*EXTRACTED RECORDS*
○ ○ ○ ○
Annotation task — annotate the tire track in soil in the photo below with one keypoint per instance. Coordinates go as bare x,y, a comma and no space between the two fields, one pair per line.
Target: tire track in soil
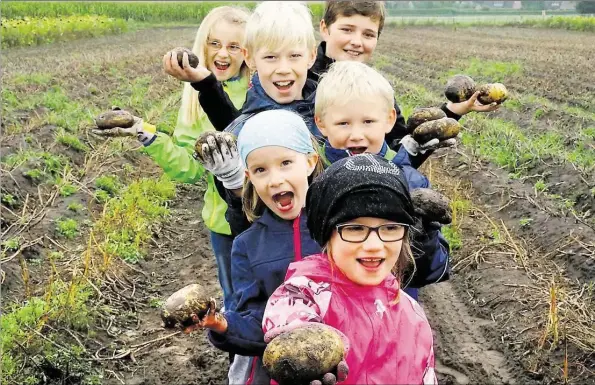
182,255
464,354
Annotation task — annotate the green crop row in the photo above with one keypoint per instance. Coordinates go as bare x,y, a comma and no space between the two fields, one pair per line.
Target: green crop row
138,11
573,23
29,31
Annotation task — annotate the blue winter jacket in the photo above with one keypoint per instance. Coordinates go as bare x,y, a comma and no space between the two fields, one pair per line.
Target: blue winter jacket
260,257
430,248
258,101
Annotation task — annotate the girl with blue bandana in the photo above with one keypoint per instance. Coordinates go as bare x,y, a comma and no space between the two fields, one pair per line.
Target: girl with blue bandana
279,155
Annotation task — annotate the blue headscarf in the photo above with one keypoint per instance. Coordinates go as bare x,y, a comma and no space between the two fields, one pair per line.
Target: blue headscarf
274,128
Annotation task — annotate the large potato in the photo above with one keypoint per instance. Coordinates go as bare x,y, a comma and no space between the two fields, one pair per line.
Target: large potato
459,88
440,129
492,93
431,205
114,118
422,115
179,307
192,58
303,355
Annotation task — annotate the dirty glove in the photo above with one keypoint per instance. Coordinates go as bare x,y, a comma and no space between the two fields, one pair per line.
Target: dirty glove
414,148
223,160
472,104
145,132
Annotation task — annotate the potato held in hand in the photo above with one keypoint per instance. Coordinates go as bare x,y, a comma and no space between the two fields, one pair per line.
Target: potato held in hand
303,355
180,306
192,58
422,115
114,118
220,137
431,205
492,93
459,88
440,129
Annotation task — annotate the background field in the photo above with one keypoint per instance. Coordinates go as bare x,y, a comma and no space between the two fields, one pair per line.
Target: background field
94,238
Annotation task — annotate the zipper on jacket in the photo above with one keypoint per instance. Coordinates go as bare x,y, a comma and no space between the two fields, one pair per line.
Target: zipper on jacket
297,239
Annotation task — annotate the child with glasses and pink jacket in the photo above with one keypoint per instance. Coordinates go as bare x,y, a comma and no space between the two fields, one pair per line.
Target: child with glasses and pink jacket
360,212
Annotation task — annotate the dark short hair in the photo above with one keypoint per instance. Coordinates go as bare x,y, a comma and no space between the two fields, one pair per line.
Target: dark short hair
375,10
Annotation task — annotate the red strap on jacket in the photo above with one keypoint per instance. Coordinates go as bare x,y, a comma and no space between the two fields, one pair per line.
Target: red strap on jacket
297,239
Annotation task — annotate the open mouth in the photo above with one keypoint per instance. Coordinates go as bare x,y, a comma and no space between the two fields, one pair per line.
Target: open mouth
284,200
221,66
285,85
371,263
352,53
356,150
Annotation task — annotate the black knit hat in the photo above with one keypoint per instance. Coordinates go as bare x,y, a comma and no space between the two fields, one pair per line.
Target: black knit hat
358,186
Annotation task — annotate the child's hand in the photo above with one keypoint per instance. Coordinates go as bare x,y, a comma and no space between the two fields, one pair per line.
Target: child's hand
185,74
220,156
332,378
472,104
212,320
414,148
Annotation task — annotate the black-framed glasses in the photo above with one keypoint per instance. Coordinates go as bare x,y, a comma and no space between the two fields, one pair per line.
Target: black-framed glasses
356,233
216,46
○ ○ ○ ○
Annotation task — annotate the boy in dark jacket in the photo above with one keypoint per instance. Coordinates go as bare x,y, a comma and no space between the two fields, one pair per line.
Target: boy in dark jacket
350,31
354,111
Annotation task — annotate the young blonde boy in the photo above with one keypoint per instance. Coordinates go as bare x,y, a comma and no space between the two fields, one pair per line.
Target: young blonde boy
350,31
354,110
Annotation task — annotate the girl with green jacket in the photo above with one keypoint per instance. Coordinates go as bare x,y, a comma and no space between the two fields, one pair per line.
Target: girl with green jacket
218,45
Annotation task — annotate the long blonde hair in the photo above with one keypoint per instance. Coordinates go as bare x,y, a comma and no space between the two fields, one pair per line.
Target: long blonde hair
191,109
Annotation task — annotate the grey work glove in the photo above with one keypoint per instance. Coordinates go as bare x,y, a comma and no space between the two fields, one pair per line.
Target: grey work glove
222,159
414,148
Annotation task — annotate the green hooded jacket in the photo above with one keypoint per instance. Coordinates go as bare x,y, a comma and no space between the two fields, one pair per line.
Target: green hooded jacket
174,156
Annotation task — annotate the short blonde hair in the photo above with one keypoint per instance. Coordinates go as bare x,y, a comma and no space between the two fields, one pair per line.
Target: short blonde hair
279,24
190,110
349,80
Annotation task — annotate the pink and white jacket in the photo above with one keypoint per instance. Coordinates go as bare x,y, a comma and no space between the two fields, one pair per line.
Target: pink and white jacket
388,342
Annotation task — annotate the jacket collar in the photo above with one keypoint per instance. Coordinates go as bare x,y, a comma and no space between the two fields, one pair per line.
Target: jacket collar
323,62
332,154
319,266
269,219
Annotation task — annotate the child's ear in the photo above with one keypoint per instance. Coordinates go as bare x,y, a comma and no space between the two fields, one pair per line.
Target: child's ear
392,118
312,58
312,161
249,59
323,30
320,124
○ ○ ○ ○
*EXERCISE BRIEF*
Look through the entries above and quote exactly the lines from the line with "Annotation task — annotate the black knit" to the line with "Annotation task — annotate the child's hand", counting both of those lines.

*EXERCISE ANSWER*
Annotation task — annotate the black knit hat in the photo above with one keypoint per instance. Coordinates go as bare x,y, a comma and no space between the two fields, one pair per line.
Target: black knit hat
358,186
Annotation task — annotate the child's hand in the photo above with one keypoint per instance. Coordinates go as bare x,y, a comma and no space between the two fields, one pair per line.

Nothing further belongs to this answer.